■ **What is needed**
Reproduce the records below word for word, with every line as it appears.

■ **Recorded information**
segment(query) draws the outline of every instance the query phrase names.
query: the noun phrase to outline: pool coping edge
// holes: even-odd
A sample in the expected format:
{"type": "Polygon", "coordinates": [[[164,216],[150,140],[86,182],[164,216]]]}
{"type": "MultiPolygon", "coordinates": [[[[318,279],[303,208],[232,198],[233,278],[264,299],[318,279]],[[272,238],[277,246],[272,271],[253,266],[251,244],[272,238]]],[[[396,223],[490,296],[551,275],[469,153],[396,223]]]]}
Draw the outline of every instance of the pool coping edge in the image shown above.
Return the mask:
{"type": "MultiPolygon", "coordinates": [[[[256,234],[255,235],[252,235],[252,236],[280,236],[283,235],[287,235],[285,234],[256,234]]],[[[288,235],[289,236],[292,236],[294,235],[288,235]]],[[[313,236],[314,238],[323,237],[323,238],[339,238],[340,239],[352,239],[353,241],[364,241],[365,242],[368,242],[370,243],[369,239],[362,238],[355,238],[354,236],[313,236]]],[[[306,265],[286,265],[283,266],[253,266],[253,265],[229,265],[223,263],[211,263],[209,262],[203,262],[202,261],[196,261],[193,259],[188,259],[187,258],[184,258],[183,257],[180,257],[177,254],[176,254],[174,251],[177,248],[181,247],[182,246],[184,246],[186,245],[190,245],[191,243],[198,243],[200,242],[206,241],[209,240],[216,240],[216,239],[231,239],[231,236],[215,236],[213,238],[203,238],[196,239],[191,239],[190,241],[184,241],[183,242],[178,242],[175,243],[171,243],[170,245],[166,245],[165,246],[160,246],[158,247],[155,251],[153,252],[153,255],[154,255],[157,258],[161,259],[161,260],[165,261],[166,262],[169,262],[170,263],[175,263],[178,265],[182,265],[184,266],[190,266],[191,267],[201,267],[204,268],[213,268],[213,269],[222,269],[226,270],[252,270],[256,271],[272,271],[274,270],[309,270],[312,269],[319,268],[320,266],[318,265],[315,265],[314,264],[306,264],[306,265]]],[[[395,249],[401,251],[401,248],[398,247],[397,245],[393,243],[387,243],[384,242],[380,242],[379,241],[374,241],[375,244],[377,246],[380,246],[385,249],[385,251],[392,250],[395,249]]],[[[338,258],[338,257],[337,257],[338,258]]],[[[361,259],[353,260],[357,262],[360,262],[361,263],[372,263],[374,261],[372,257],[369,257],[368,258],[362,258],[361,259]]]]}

■ **Correct response**
segment(query) draws the outline of every instance the query phrase names.
query: the noun phrase to outline: pool coping edge
// holes: even-odd
A sample in the expected format:
{"type": "Polygon", "coordinates": [[[164,216],[150,140],[86,182],[164,216]]]}
{"type": "MultiPolygon", "coordinates": [[[[318,279],[303,208],[232,198],[233,278],[264,299],[318,279]],[[272,238],[277,246],[272,271],[253,266],[251,244],[272,238]]],[[[396,223],[490,296],[551,275],[469,153],[396,223]]]]}
Draw the outline of every instance of the pool coping edge in the image shown above.
Return the mask:
{"type": "MultiPolygon", "coordinates": [[[[256,234],[255,235],[252,235],[252,236],[280,236],[283,235],[287,235],[285,234],[256,234]]],[[[288,235],[289,236],[292,236],[294,235],[288,235]]],[[[313,236],[314,238],[323,237],[323,238],[339,238],[340,239],[352,239],[353,241],[364,241],[365,242],[368,242],[370,243],[369,239],[362,238],[355,238],[354,236],[313,236]]],[[[306,265],[286,265],[283,266],[253,266],[253,265],[229,265],[223,263],[211,263],[209,262],[203,262],[202,261],[196,261],[193,259],[188,259],[187,258],[184,258],[183,257],[180,257],[177,254],[176,254],[174,251],[177,248],[181,247],[182,246],[184,246],[186,245],[190,245],[191,243],[198,243],[200,242],[206,241],[209,240],[216,240],[216,239],[231,239],[231,236],[215,236],[213,238],[203,238],[196,239],[191,239],[190,241],[184,241],[183,242],[178,242],[175,243],[171,243],[170,245],[166,245],[165,246],[160,246],[158,247],[155,251],[153,252],[153,255],[154,255],[157,258],[161,259],[161,260],[165,261],[166,262],[169,262],[170,263],[175,263],[178,265],[182,265],[184,266],[190,266],[191,267],[201,267],[204,268],[213,268],[213,269],[222,269],[226,270],[252,270],[256,271],[272,271],[274,270],[309,270],[312,269],[319,268],[320,266],[318,265],[315,265],[314,264],[306,264],[306,265]]],[[[395,249],[401,251],[401,248],[398,247],[397,245],[393,243],[387,243],[384,242],[380,242],[379,241],[374,241],[375,244],[377,246],[380,246],[385,249],[385,251],[392,250],[395,249]]],[[[338,258],[338,257],[337,257],[338,258]]],[[[361,259],[353,260],[357,262],[360,262],[361,263],[372,263],[374,261],[372,257],[369,257],[368,258],[362,258],[361,259]]]]}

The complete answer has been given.